◆ Work to be completed
The records that follow must be transcribed exactly, each one in full.

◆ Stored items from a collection
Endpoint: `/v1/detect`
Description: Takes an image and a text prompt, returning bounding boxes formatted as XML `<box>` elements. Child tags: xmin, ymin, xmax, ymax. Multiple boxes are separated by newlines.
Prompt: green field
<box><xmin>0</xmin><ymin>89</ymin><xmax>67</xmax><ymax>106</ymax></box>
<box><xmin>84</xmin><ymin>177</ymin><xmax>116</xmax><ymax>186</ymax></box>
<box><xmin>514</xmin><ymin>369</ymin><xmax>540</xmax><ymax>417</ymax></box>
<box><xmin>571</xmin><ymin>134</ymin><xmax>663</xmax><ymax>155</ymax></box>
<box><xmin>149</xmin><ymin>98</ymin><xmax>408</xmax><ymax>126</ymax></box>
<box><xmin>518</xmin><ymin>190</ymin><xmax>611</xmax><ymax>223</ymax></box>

◆ Your response
Endpoint: `/v1/detect`
Description: Takes an image and a text prompt, returning bounding boxes formatted as XML `<box>` elements. Child tags: xmin, ymin, xmax, ymax. Multiple boxes are separated by newlines.
Prompt: green field
<box><xmin>0</xmin><ymin>89</ymin><xmax>67</xmax><ymax>106</ymax></box>
<box><xmin>84</xmin><ymin>177</ymin><xmax>116</xmax><ymax>186</ymax></box>
<box><xmin>514</xmin><ymin>369</ymin><xmax>540</xmax><ymax>417</ymax></box>
<box><xmin>571</xmin><ymin>134</ymin><xmax>663</xmax><ymax>155</ymax></box>
<box><xmin>149</xmin><ymin>98</ymin><xmax>408</xmax><ymax>126</ymax></box>
<box><xmin>518</xmin><ymin>190</ymin><xmax>611</xmax><ymax>223</ymax></box>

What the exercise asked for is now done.